▶ _Task directions_:
Output the full listing that appears below, exactly as it is presented.
Segment Start: Information supplied
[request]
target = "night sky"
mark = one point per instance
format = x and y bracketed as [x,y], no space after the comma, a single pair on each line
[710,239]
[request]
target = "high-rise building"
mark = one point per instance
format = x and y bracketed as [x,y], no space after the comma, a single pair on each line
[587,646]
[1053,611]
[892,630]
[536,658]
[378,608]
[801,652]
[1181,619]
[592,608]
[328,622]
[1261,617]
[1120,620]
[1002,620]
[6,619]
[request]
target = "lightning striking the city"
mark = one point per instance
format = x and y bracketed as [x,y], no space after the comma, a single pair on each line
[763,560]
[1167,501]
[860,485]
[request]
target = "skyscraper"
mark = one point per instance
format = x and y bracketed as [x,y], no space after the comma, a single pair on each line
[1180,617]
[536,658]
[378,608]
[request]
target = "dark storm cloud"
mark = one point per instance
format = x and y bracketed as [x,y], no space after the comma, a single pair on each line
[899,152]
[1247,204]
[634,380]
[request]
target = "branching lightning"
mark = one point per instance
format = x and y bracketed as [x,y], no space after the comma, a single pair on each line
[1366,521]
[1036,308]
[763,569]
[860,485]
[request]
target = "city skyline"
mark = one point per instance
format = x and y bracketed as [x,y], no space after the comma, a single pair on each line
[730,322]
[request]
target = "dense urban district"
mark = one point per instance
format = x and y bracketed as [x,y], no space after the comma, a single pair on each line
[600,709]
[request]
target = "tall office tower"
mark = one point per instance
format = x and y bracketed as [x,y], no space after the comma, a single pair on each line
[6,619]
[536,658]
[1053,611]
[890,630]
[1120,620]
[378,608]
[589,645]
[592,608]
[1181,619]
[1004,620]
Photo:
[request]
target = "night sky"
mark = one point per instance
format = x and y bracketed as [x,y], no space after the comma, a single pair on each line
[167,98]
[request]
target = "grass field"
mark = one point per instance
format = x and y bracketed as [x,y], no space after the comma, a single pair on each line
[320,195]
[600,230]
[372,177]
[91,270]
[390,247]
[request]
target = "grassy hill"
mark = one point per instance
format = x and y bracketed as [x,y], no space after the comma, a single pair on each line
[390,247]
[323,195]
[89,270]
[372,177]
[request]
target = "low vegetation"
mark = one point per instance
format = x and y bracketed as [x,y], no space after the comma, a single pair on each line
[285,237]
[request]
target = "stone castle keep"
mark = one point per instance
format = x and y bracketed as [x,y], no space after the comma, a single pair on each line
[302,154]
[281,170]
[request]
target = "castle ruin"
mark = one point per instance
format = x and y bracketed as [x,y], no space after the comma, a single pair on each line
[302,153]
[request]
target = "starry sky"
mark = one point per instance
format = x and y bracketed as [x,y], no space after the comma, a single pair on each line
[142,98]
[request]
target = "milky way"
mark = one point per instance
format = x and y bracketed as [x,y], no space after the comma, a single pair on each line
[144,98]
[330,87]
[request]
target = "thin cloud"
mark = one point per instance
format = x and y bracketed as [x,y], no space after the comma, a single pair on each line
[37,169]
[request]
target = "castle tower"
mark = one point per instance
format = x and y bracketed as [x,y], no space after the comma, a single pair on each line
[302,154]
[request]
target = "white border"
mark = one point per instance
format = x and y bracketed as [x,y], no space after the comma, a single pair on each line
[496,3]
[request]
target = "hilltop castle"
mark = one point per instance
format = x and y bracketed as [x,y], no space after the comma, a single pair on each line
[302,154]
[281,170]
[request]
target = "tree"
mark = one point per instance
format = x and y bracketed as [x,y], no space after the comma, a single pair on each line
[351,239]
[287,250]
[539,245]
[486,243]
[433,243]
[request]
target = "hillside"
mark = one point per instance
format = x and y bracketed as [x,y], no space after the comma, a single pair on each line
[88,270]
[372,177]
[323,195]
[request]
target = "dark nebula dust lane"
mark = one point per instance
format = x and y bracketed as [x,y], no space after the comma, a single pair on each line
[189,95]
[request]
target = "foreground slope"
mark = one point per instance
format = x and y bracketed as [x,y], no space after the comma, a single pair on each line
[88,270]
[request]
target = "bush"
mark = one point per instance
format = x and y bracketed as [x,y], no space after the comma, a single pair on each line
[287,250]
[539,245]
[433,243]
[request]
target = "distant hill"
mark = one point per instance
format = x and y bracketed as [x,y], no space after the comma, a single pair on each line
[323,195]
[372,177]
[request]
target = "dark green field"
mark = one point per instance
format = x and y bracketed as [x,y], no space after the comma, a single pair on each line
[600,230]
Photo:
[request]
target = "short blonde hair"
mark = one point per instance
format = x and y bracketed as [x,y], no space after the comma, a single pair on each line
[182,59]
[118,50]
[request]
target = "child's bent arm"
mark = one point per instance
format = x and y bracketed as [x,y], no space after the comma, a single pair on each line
Segment End: Information supplied
▶ _Written solution_:
[request]
target = "night sky"
mark = one point per instance
format = x and y bracketed as [x,y], no space after the comma, a single pair on each line
[710,239]
[request]
target = "high-rise building"
mark = one point per instance
format = x and y bracketed as [x,y], no space after the comma, a single pair on each line
[587,646]
[1053,611]
[892,630]
[536,658]
[378,608]
[801,652]
[1181,619]
[592,608]
[328,622]
[1261,617]
[1120,620]
[1002,620]
[6,619]
[request]
target = "lightning striking the city"
mark = one point per instance
format = x and y bracketed as [x,y], no space after the comma, a single pair on each line
[763,560]
[1167,501]
[860,485]
[request]
target = "skyscraper"
mark = one point per instance
format = x and y bracketed as [x,y], no space after the comma, a single pair on each line
[1180,617]
[536,658]
[378,608]
[request]
target = "dark storm cloud"
mark = one point per instance
format = x and y bracketed as [x,y], no space after the comma, a single pair on each line
[899,152]
[1247,204]
[634,380]
[request]
target = "branching lightning"
mark = one point per instance
format = x and y bracketed as [x,y], no space after the comma, a single pair on each line
[1366,521]
[1036,308]
[763,569]
[860,485]
[request]
target = "city skyline"
mark = one point per instance
format = x and y bracketed as [x,y], no space after the comma, a single pair on each line
[730,322]
[request]
target = "dense urban district"
mark = one point per instance
format = x and y bracketed as [x,y], no space after the comma, a single pair on each line
[600,709]
[request]
target = "tall office tower"
mark = one point per instance
format = x and y bracketed as [x,y], no space after the comma, a single pair on each line
[6,619]
[536,658]
[1053,611]
[890,630]
[1120,620]
[378,608]
[589,645]
[592,608]
[1181,619]
[1004,620]
Photo:
[request]
target = "night sky"
mark = one point per instance
format = x and y bracketed as [x,y], no space after the comma, a single pair on each line
[167,98]
[request]
target = "grass field"
mark = one point per instance
format = x and y bracketed as [x,y], no space after the comma, a single pair on each line
[320,195]
[600,230]
[372,177]
[91,270]
[390,247]
[request]
target = "grassy hill"
mark = one point per instance
format = x and y bracketed as [x,y], no space after the comma, a single pair on each line
[390,247]
[323,195]
[89,270]
[372,177]
[request]
target = "low vegetation"
mark = one point per instance
format = x and y bracketed as [x,y], no space after the comma, a single pair on each line
[285,237]
[request]
target = "stone castle keep"
mark = one point per instance
format = x and y bracketed as [x,y], no space after the comma, a single pair on each line
[302,154]
[281,170]
[request]
target = "castle ruin"
mark = one point per instance
format = x and y bracketed as [x,y], no space after the comma, a single pair on each line
[302,153]
[request]
target = "starry sky"
mark = one point per instance
format = x and y bracketed as [x,y], no space after the comma, a single pair on each line
[142,98]
[request]
target = "milky way"
mark = one point per instance
format = x and y bracketed as [x,y], no space after the comma, a single pair on each line
[144,98]
[330,87]
[request]
target = "thin cloud"
mark = one point per instance
format = x and y bracketed as [x,y], no space after the comma, a single pair on each line
[37,169]
[request]
target = "castle tower"
mark = one point per instance
format = x and y bracketed as [x,y], no space after the comma, a single pair on each line
[302,154]
[request]
target = "white border"
mark = one point per instance
format = x and y bracketed as [x,y], no space after the comma, a single pair on each line
[496,3]
[request]
target = "hilltop castle"
mark = one point per instance
format = x and y bracketed as [x,y], no space after the comma, a single pair on each line
[302,154]
[281,170]
[request]
target = "tree"
mark = one point per instance
format = x and y bracketed as [x,y], no space after the comma, a single pair on each line
[351,239]
[287,250]
[539,245]
[486,243]
[433,243]
[request]
target = "hillside"
mark = one point per instance
format = x and y bracketed as [x,y], no space after the comma, a single pair on each line
[88,270]
[372,177]
[323,195]
[request]
target = "dark nebula dust lane"
mark = one point per instance
format = x and y bracketed as [x,y], no space after the comma, a single pair on each line
[189,95]
[request]
target = "foreground slope"
mark = one point per instance
format = x and y bracketed as [x,y], no space after the comma, a single pair on each line
[88,270]
[request]
target = "bush"
mark = one point per instance
format = x and y bracketed as [x,y], no space after the comma, a single pair on each line
[287,250]
[539,245]
[433,243]
[request]
target = "distant hill"
mark = one point per instance
format = x and y bracketed as [x,y], no space after the comma, a single pair on each line
[323,195]
[372,177]
[request]
target = "dark green field"
mark = one point per instance
format = x and y bracketed as [x,y], no space after the comma, a single pair on each line
[600,230]
Photo:
[request]
target = "short blonde hair"
mark = one point per instance
format = x and y bracketed as [x,y], no space after the comma, a single pair on each line
[182,59]
[118,50]
[request]
target = "child's bent arm"
mark = one point per instance
format = x and y bracketed as [x,y], no space after the comma, a single pair on each line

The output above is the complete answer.